/---

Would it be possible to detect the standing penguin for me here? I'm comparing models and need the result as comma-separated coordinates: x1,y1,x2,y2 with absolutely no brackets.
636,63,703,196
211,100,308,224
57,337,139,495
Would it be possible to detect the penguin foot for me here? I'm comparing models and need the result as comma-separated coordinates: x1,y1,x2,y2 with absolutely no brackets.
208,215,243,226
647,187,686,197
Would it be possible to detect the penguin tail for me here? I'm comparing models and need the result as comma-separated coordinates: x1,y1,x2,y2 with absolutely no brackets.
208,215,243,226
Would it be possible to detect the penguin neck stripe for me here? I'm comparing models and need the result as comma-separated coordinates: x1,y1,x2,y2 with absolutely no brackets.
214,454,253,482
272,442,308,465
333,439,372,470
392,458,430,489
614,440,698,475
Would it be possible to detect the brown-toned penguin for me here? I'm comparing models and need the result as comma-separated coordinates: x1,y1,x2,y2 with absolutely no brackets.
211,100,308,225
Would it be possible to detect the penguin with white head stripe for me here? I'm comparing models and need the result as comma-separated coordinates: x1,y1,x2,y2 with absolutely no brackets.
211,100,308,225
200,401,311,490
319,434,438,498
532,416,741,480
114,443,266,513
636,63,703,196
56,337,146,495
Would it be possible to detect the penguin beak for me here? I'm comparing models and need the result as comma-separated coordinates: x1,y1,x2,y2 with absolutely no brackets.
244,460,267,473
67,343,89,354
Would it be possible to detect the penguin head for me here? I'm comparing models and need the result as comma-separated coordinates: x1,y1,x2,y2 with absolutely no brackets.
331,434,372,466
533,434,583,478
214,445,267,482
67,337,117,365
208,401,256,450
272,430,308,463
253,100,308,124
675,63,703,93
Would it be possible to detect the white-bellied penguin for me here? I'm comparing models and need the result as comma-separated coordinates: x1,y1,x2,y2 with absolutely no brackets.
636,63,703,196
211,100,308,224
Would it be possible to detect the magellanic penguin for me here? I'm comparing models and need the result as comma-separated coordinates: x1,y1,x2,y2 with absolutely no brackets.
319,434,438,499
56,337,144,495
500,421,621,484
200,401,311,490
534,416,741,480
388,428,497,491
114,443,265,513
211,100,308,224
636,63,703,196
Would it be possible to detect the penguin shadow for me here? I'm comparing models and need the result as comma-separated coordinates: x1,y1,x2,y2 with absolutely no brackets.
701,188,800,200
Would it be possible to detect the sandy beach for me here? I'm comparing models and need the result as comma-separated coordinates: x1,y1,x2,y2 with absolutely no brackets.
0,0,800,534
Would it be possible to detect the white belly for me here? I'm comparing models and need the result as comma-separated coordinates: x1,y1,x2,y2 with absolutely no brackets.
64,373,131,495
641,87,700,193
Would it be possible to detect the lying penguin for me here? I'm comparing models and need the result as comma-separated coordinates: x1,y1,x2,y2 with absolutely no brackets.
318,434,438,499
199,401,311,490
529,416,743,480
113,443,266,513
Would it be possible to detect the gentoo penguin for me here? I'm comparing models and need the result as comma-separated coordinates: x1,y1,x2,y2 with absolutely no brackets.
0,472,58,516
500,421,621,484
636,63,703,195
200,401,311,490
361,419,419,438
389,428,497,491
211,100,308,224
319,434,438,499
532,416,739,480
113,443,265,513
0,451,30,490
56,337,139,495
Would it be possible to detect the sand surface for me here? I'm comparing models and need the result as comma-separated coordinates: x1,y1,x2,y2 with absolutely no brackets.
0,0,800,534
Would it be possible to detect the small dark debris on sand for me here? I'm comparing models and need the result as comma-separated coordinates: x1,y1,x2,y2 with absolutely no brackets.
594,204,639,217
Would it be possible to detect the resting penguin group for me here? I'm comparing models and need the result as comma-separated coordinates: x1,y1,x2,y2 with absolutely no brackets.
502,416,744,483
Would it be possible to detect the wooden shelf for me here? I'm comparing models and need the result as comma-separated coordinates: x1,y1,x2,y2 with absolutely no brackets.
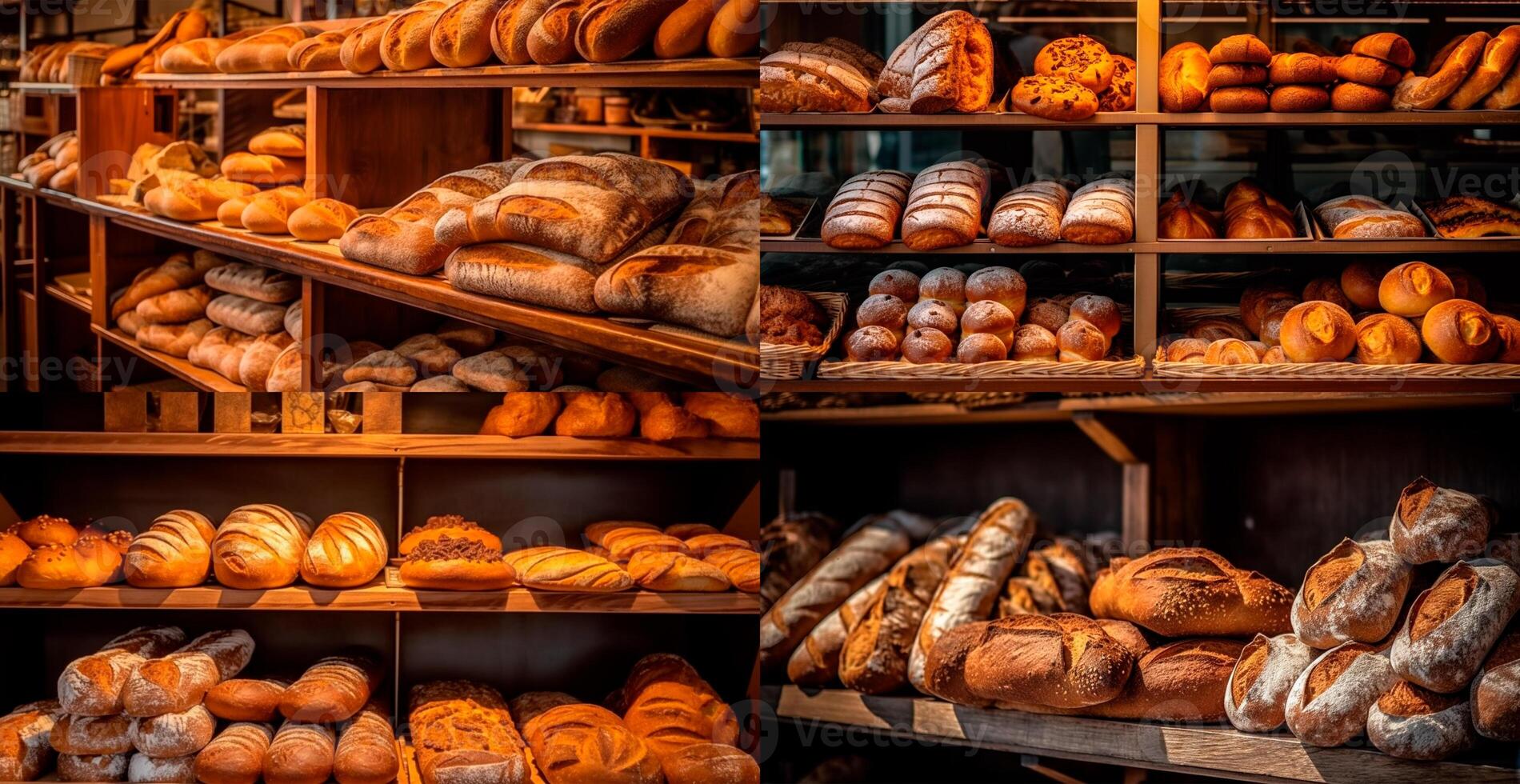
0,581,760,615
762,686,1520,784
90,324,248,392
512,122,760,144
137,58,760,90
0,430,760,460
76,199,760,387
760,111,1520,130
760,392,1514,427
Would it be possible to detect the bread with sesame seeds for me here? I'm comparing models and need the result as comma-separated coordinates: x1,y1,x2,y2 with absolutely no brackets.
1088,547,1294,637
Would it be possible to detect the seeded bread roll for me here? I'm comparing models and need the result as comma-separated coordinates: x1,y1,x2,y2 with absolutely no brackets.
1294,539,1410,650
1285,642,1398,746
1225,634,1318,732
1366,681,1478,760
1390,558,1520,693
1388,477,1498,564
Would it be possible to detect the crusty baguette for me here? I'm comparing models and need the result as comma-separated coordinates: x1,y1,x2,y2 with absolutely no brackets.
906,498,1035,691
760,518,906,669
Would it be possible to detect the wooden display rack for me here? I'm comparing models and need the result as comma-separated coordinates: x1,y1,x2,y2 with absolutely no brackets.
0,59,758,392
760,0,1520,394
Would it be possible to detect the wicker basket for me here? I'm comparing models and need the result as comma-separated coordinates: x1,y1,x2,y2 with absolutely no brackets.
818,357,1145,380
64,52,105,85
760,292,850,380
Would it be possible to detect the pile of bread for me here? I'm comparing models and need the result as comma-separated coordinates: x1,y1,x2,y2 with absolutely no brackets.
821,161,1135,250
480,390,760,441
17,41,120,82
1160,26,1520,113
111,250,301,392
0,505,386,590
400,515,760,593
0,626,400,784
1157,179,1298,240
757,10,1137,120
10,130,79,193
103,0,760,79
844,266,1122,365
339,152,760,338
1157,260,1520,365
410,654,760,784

\---

Count how many lines of the items above contain the word "stripe", and reply with that number only.

=== Correct response ===
2